# [Input]
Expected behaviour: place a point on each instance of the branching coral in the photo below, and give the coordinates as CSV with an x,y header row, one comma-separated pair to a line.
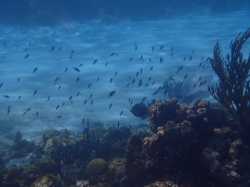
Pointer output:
x,y
233,90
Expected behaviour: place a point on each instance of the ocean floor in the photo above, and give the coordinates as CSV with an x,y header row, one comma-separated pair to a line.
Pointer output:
x,y
68,45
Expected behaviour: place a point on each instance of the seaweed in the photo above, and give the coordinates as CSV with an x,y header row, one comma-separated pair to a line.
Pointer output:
x,y
233,90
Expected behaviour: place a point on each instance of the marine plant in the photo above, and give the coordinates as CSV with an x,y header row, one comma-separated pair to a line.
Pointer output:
x,y
233,90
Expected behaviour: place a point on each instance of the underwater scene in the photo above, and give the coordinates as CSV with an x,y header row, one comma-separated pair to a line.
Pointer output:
x,y
124,93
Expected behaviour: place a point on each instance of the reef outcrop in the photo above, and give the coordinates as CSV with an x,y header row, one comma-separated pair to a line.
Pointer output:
x,y
194,145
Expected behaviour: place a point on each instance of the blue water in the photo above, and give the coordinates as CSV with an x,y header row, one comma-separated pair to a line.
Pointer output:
x,y
190,33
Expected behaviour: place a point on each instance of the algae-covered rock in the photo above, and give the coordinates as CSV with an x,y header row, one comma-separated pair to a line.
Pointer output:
x,y
96,167
48,180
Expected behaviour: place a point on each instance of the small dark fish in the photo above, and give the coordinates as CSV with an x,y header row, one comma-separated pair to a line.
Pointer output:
x,y
143,99
160,88
90,96
26,56
156,92
161,60
95,61
70,98
111,94
34,70
76,69
165,93
136,47
52,48
77,80
8,111
110,105
57,78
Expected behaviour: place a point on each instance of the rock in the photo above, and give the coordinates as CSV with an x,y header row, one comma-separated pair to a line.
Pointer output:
x,y
96,167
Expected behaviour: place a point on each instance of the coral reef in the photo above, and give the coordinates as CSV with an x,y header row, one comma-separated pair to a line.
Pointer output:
x,y
233,90
194,145
96,167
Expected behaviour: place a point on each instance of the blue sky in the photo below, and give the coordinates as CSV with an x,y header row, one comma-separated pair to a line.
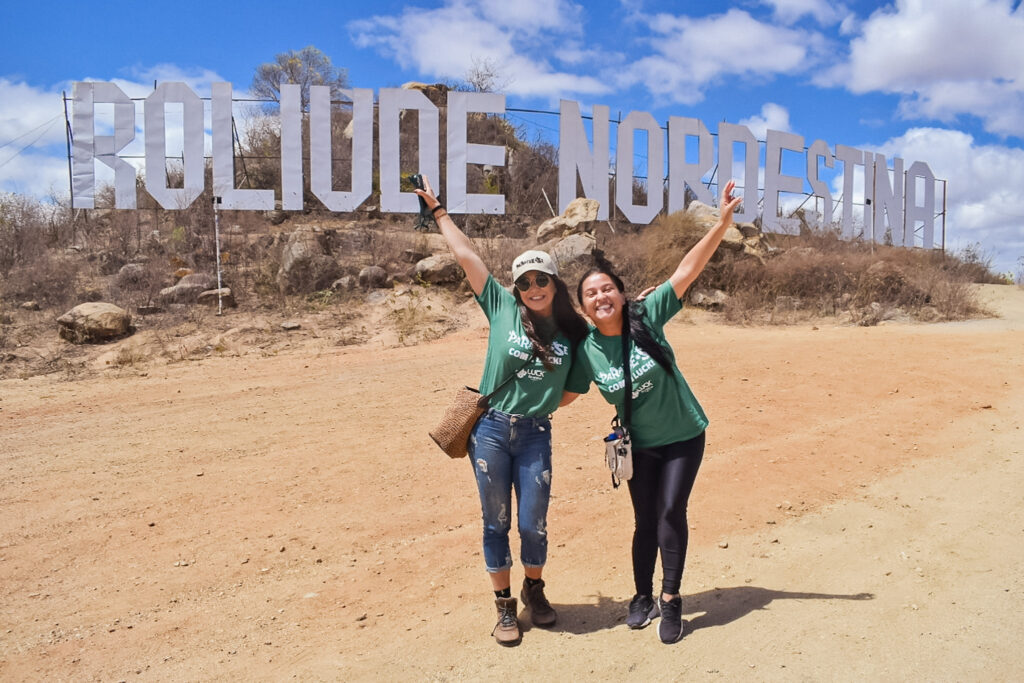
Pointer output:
x,y
940,81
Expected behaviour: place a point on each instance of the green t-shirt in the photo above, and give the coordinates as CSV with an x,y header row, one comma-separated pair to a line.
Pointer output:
x,y
536,391
665,410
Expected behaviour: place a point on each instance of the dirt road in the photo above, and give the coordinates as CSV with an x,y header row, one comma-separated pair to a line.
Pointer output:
x,y
858,516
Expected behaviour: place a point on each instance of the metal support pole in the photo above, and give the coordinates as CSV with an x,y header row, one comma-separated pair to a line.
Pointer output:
x,y
71,179
216,236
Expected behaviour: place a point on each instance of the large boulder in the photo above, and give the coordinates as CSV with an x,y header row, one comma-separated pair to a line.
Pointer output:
x,y
374,276
94,322
574,248
306,263
438,268
222,297
187,289
577,218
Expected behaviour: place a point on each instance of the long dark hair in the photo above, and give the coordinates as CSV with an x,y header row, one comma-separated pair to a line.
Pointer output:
x,y
634,315
567,321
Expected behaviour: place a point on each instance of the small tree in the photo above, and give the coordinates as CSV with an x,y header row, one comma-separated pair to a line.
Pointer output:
x,y
305,68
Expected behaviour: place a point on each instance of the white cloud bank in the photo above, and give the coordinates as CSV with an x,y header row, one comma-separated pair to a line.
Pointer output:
x,y
986,188
692,54
517,38
945,58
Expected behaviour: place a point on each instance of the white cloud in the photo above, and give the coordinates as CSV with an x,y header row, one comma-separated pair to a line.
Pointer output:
x,y
28,115
32,124
472,32
823,11
986,188
946,58
772,117
530,15
690,53
35,174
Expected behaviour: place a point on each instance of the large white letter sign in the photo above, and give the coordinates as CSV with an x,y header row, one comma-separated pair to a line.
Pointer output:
x,y
924,213
88,146
156,145
776,182
291,146
819,150
574,157
729,134
889,200
223,158
461,152
321,146
683,174
851,158
392,100
644,213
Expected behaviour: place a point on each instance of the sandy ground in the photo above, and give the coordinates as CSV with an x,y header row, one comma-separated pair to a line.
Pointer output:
x,y
858,516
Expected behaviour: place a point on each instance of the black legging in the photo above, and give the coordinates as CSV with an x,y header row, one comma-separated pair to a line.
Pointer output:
x,y
663,479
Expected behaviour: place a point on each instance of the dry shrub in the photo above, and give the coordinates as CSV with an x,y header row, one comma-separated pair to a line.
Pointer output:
x,y
49,278
138,284
498,254
647,256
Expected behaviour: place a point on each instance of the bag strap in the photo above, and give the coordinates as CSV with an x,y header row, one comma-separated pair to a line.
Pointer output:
x,y
628,406
483,399
628,403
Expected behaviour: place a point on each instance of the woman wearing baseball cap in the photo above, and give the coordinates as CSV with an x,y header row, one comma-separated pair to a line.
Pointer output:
x,y
531,343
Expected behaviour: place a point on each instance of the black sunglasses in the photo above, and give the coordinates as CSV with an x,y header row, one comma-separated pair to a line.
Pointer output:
x,y
523,283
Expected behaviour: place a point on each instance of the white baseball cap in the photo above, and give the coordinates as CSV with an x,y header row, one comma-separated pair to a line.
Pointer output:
x,y
534,260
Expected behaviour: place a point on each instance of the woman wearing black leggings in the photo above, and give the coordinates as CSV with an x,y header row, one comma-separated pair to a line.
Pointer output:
x,y
666,422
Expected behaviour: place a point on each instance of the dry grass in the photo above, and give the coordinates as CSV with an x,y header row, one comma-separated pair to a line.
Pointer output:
x,y
815,274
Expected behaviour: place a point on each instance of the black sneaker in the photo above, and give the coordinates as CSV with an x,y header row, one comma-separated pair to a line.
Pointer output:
x,y
642,610
671,628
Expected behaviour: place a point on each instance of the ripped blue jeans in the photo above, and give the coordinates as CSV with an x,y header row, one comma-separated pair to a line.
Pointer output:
x,y
510,452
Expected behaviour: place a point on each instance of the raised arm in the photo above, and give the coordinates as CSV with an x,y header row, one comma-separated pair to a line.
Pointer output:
x,y
462,248
696,258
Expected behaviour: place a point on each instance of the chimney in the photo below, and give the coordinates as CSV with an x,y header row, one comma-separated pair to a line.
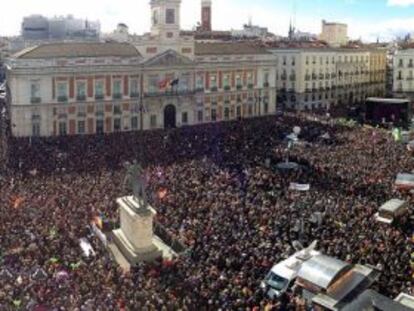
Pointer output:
x,y
206,15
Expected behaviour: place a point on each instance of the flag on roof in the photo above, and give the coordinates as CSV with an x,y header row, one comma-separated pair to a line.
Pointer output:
x,y
396,133
162,193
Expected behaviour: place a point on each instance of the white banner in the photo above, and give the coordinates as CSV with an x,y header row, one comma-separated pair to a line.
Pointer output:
x,y
299,187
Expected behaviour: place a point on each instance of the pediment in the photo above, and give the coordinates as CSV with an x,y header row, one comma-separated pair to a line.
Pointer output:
x,y
168,58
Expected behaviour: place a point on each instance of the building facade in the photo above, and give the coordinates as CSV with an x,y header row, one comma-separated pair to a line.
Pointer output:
x,y
403,77
335,34
321,78
165,80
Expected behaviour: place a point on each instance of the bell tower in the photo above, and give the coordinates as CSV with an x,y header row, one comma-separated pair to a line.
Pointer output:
x,y
165,19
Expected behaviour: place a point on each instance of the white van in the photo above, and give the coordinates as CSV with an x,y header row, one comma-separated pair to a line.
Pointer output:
x,y
283,275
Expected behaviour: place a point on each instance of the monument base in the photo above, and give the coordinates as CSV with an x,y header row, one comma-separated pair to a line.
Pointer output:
x,y
132,255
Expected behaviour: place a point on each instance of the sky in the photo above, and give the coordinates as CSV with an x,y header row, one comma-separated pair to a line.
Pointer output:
x,y
366,19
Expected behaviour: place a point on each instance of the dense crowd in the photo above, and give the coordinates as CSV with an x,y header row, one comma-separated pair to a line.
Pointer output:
x,y
223,198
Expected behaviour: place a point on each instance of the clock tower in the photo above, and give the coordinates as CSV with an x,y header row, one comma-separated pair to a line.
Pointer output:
x,y
165,19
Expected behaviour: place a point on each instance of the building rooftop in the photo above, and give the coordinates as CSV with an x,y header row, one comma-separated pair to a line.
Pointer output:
x,y
73,50
228,48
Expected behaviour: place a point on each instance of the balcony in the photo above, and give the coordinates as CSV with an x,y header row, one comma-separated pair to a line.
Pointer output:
x,y
81,98
62,99
35,100
169,93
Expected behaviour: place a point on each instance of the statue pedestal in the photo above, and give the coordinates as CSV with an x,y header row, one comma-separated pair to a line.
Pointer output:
x,y
135,238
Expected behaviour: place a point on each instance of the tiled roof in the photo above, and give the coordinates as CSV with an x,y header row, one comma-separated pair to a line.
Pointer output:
x,y
228,48
85,49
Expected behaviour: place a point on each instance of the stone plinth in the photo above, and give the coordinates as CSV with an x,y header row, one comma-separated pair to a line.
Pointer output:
x,y
135,237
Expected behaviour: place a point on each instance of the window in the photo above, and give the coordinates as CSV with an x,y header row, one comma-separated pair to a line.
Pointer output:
x,y
62,128
199,82
62,91
238,111
170,16
213,115
99,126
99,89
81,127
226,81
134,92
213,82
117,109
226,113
239,81
80,90
117,124
153,121
155,17
134,123
184,118
117,89
35,92
36,129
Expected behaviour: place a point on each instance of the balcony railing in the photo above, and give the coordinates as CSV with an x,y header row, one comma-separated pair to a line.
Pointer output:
x,y
35,100
62,99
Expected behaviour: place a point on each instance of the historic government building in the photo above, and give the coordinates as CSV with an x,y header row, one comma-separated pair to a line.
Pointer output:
x,y
166,79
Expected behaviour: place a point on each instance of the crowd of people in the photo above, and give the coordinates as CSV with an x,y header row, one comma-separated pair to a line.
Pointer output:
x,y
222,197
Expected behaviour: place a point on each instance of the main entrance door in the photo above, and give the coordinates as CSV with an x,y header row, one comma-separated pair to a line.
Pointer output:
x,y
169,117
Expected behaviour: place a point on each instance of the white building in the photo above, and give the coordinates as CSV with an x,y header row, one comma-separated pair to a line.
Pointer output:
x,y
335,34
313,78
403,77
167,79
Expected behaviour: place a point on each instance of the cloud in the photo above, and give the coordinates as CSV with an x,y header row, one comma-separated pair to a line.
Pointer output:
x,y
400,2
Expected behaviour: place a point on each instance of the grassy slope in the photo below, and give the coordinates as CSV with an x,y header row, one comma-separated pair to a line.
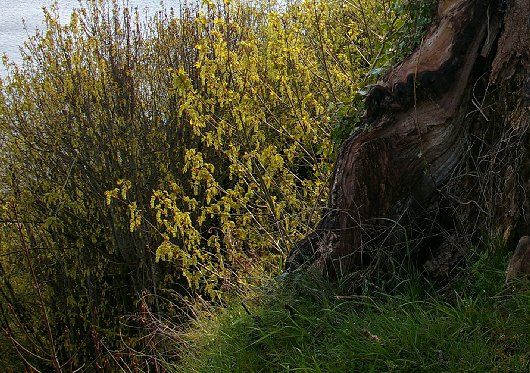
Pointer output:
x,y
300,325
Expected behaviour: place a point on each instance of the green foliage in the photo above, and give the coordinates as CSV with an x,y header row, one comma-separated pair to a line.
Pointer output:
x,y
301,325
147,162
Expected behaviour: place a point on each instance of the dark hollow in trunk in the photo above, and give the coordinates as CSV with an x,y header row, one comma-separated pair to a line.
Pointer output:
x,y
443,157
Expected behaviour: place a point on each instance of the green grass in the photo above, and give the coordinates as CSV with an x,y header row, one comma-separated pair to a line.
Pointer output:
x,y
300,324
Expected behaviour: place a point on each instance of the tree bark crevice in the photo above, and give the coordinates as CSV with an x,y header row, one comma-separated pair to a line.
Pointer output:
x,y
389,177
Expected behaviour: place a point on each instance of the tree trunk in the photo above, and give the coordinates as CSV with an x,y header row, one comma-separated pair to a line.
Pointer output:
x,y
443,158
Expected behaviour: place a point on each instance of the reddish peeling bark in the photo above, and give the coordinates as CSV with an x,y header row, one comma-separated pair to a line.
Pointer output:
x,y
388,175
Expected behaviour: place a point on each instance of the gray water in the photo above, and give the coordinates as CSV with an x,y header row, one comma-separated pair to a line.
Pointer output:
x,y
19,18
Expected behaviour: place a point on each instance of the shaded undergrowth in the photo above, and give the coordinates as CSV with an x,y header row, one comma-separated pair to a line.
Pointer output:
x,y
302,324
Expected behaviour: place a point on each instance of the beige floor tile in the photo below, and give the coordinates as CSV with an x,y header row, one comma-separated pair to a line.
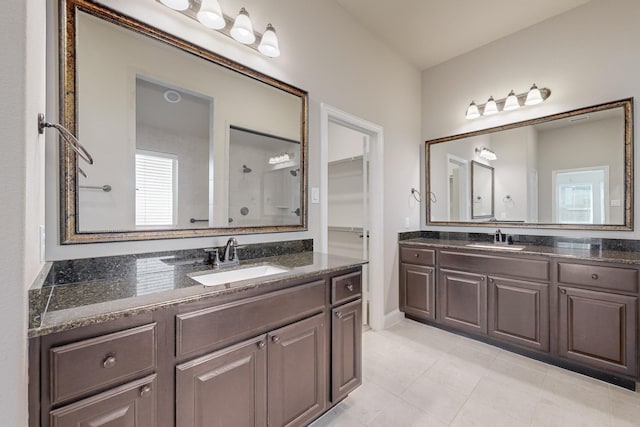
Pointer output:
x,y
439,401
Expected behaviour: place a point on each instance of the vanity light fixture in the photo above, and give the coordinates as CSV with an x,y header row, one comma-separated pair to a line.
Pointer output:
x,y
486,154
512,102
209,14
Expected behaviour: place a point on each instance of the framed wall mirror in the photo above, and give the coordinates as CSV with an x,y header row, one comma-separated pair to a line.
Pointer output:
x,y
185,143
570,170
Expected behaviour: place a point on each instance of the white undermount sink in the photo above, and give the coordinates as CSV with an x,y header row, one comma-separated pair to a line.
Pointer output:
x,y
499,247
222,277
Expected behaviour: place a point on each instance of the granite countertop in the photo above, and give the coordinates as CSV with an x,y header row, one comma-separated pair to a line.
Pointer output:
x,y
576,253
151,283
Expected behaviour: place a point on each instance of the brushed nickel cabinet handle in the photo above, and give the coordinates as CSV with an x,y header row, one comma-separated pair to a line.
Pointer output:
x,y
109,362
145,391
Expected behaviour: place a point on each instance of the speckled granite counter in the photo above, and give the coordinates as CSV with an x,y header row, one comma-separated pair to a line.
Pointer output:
x,y
594,254
148,283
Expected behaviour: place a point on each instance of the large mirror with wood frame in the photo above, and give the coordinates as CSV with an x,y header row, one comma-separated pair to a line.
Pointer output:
x,y
572,170
186,143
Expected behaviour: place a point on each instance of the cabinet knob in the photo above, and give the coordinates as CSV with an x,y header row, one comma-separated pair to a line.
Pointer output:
x,y
145,390
109,362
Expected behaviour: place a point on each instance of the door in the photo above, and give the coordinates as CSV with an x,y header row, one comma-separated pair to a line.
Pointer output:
x,y
346,349
129,405
598,329
519,312
297,373
463,300
348,199
417,291
225,388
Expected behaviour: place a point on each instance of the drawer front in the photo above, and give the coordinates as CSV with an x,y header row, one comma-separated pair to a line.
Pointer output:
x,y
346,287
533,269
420,256
88,365
213,327
616,278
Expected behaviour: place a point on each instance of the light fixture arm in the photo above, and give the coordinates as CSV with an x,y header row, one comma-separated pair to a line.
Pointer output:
x,y
545,92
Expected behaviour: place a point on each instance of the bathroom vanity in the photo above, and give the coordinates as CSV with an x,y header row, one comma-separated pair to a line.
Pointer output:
x,y
278,350
568,307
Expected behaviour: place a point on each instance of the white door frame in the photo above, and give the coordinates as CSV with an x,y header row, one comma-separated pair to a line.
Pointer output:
x,y
376,206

# [The exercise]
Please quote nothing but the lines from the line with "Expected behaviour: place a point on each instance of the door" through the end of the data above, exactly as written, ends included.

# [Reply]
Expected behaviour: place a point on each instance of the door in the photo above, and give the coordinates as CSV with an x,y header row, one comma-separated pair to a line.
Pointer output:
x,y
346,349
129,405
598,329
519,312
297,373
463,300
348,199
417,291
225,388
Expected behaviour: place a point on each instance of the drawer front in the photo above, and give the coordinates as CSV with an x,y header row, one comma-separated pair to a line.
Pointer output:
x,y
346,287
533,269
420,256
88,365
213,327
616,278
Expected behaviour: place a point on each instance of the light fixture arm in the photo above, and give the coordinates as CSV with an x,y header row, one comma-separated pair to a line.
Pointer output:
x,y
545,92
Expected behaviour: place a point on each instance of the bathroom vanity in the photo above, and give the coordinates as CSV with an x,y header row, one comma-separated pair to a line.
Pointer output:
x,y
278,350
568,307
Expected behaviour: place a point on each instance of the white door frame in the photo above, and give the coordinates as CSV with an x,y header row, one comma-separated pair to a line.
Pointer output:
x,y
376,206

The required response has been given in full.